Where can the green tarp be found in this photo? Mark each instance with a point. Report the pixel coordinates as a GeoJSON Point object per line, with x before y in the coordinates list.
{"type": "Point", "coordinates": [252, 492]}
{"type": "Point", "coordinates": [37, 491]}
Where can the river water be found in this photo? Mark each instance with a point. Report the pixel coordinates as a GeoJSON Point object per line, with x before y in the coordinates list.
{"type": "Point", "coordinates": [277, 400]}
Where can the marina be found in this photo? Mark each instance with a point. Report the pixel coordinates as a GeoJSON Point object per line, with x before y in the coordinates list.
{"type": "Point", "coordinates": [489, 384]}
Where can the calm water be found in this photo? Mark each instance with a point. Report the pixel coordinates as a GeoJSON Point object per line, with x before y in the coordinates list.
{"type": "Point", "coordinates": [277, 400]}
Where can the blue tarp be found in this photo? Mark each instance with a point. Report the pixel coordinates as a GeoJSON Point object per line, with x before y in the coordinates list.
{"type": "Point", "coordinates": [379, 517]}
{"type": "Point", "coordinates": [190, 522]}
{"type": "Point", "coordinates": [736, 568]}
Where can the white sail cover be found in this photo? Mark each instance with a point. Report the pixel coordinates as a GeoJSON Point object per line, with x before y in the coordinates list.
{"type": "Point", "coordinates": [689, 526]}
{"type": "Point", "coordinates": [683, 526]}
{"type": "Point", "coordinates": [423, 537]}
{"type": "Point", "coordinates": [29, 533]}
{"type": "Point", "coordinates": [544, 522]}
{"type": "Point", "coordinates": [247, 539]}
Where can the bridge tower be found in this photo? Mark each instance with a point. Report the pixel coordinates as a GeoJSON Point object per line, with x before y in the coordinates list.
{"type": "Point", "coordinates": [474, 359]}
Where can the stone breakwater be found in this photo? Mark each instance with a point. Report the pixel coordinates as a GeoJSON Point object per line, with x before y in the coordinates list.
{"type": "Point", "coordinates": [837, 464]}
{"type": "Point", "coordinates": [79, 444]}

§ **Exercise**
Set down every line of the listing above again, exactly as given.

§ **Response to the exercise**
Where can the green tarp be found in this photo? Mark each instance with a point. Report the pixel coordinates as a GeoJSON Point object per line, with x before y in the coordinates list.
{"type": "Point", "coordinates": [252, 492]}
{"type": "Point", "coordinates": [37, 491]}
Where can the river water be found in this photo? Mark each instance with a point. Report the pixel coordinates as a GeoJSON Point object per line, with x before y in the coordinates list.
{"type": "Point", "coordinates": [277, 400]}
Where can the marina be found in this photo? Mark each instance with a point. Report the pixel coordinates as a GeoJSON Point object per line, with x before y in the coordinates list.
{"type": "Point", "coordinates": [489, 384]}
Where can the calm water be found in this photo? Mark each instance with a point. Report the pixel coordinates as a GeoJSON Point object per line, with x before y in the coordinates list.
{"type": "Point", "coordinates": [277, 400]}
Where can the blue tarp be found in this photo? Mark each instance with a point. Report the pixel coordinates as a GeoJSON Point object per line, with x before y in the coordinates list.
{"type": "Point", "coordinates": [379, 517]}
{"type": "Point", "coordinates": [190, 522]}
{"type": "Point", "coordinates": [736, 568]}
Where can the white sail cover be found in this photo? Mark each instance with a point. Report the pixel coordinates as a GeoJSON Point object per line, with x before y in the coordinates list.
{"type": "Point", "coordinates": [689, 526]}
{"type": "Point", "coordinates": [683, 526]}
{"type": "Point", "coordinates": [423, 537]}
{"type": "Point", "coordinates": [29, 533]}
{"type": "Point", "coordinates": [544, 522]}
{"type": "Point", "coordinates": [247, 539]}
Where can the bridge tower be found in this photo? Mark each instance with a point. Report the pixel coordinates as a GeoJSON Point object per line, with x before y in the coordinates list.
{"type": "Point", "coordinates": [474, 359]}
Where can the stone breakwater be found in this photo? Mark each instance with a point. Report the pixel coordinates as a GeoJSON Point object per line, with x before y in the coordinates list.
{"type": "Point", "coordinates": [837, 464]}
{"type": "Point", "coordinates": [79, 444]}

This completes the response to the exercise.